Photo-based point labeling data:
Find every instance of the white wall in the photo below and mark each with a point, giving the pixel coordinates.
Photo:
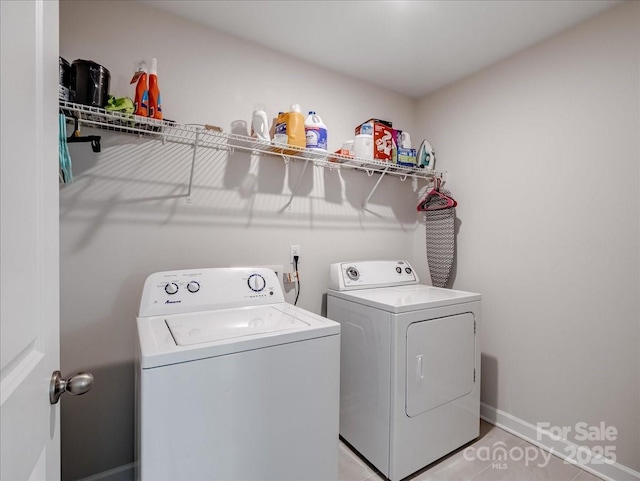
(543, 154)
(120, 221)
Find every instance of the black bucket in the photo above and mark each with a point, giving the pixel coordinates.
(89, 83)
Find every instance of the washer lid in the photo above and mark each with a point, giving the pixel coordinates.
(180, 338)
(198, 328)
(406, 298)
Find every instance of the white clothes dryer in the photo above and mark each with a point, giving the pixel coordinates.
(232, 382)
(410, 365)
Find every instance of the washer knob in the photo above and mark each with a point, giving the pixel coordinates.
(256, 282)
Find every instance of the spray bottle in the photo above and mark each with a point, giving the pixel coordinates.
(141, 102)
(155, 101)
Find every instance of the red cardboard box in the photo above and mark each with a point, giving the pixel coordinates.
(382, 138)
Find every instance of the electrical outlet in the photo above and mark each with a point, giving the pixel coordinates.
(295, 251)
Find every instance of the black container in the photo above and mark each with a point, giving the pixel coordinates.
(89, 83)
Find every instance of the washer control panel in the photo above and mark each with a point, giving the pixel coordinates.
(198, 290)
(370, 274)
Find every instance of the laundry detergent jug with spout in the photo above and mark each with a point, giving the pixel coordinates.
(315, 132)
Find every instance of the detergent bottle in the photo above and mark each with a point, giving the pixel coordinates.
(315, 132)
(141, 101)
(155, 101)
(290, 129)
(260, 125)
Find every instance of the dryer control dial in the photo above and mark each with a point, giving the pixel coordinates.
(256, 282)
(353, 273)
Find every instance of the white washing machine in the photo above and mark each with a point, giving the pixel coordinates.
(410, 365)
(232, 382)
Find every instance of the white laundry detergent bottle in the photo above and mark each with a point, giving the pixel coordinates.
(260, 125)
(315, 132)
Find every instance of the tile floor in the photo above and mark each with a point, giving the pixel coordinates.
(457, 467)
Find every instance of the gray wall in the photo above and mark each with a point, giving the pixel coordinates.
(120, 221)
(543, 151)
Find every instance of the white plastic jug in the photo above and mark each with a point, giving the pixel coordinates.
(260, 125)
(315, 132)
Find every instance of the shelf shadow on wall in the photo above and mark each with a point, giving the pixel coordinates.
(488, 378)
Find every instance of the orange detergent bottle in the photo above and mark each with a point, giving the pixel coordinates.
(290, 130)
(141, 101)
(155, 101)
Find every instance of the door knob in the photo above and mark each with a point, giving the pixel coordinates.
(77, 384)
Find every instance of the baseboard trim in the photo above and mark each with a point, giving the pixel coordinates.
(557, 447)
(119, 473)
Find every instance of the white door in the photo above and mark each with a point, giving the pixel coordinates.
(29, 286)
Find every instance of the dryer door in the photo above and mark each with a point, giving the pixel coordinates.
(440, 361)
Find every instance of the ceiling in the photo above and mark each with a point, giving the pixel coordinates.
(410, 47)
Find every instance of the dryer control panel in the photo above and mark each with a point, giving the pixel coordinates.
(344, 276)
(195, 290)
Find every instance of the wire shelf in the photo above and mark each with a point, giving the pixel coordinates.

• _EXERCISE OBJECTIVE_: Print every line of the listing above with no changes at all. Omit the picture.

• _EXERCISE ANSWER_:
Find every instance of the white wall in the photo below and mark each with a point, giving the pixel coordinates.
Photo:
(543, 154)
(120, 221)
Find every instance of the black bucket in the photo above and mark each with a point, giving the pixel coordinates.
(89, 83)
Find every instance of the washer lid in the photo above and mark each with a point, giving the pixel coordinates.
(180, 338)
(198, 328)
(406, 298)
Find every instance of the white clothes dryer in the photo above and mark each with a point, giving the pixel coordinates.
(232, 382)
(410, 365)
Find every instance of the washer knob in the photo above and mark each with a point, giving the pixel coordinates.
(256, 282)
Find every instance of the spray bottle in the photo above and mark each with a point, giving the pixel coordinates.
(141, 102)
(155, 101)
Find every instance of the red cardboard box in the photo above and mark each with a point, giving the pixel coordinates.
(382, 138)
Find every instance of the electrical outlet in the photo above and mark each with a point, giving the pixel coordinates.
(295, 251)
Find every instance of the black container in the photo above and mark each with a point, giving the pixel coordinates.
(89, 83)
Find every instance of the washer control panel in the photo above and mark each with a point, giving the pixel coordinates.
(198, 290)
(370, 274)
Find every instance of the laundry detergent jug with spout in the photo above and mark each with a point, giving the pixel coordinates.
(315, 132)
Find every instance of the detergent bottle in the photo above and mark each with a point, giving the pixel coordinates.
(315, 132)
(141, 101)
(155, 101)
(290, 129)
(260, 125)
Find every instance of the dryer control dial in the photo above and mark each with a point, giving the pixel coordinates.
(256, 282)
(353, 273)
Find every instance of the white washing machine in the photo above and mark each with a point, giving the pixel coordinates.
(410, 365)
(232, 382)
Find every instance of the white laundry detergent bottle in the photo above and mark each with a point, giving the pixel coordinates.
(260, 125)
(315, 132)
Find every instance of the tile floor in the photo above and mark each with a point, giving the pixel coordinates.
(457, 467)
Find every instance of the gray wall in the photo above and mark each with a point, giving the pixel coordinates.
(120, 221)
(543, 151)
Find every instance of the white plastic jug in the photo above and mark each with a point, giving the pixel coordinates.
(260, 125)
(315, 132)
Find every instance of the shelf shadow on wall in the photo above and mark each with a point, giving the pixel coordinates.
(488, 378)
Find every instance of the orange detergent bottle in the photo above and mark each with a point, giving the pixel coordinates.
(290, 130)
(141, 101)
(155, 101)
Find every instance of the door knob in the photo above and mark each with a point, giving the pixel coordinates.
(77, 384)
Find every instance of the baseboard trim in the photo above and mark each with a point, giving the pixel coordinates.
(557, 447)
(119, 473)
Find every instance of the white door in the photo above and mark each with a point, giving the pixel coordinates.
(29, 286)
Find every instance of the dryer door in the photo above and mark each with a point, giving the pixel coordinates.
(440, 361)
Find every instance of the ceiling in the photo above and mark each with a point, giving the pixel coordinates.
(410, 47)
Find every instance of the dryer control panel in the photo above and mark each with a point, giving the pixel coordinates.
(344, 276)
(195, 290)
Find every instance of the wire shelf in the photo above and mark each with a point, giving the pixel coordinates.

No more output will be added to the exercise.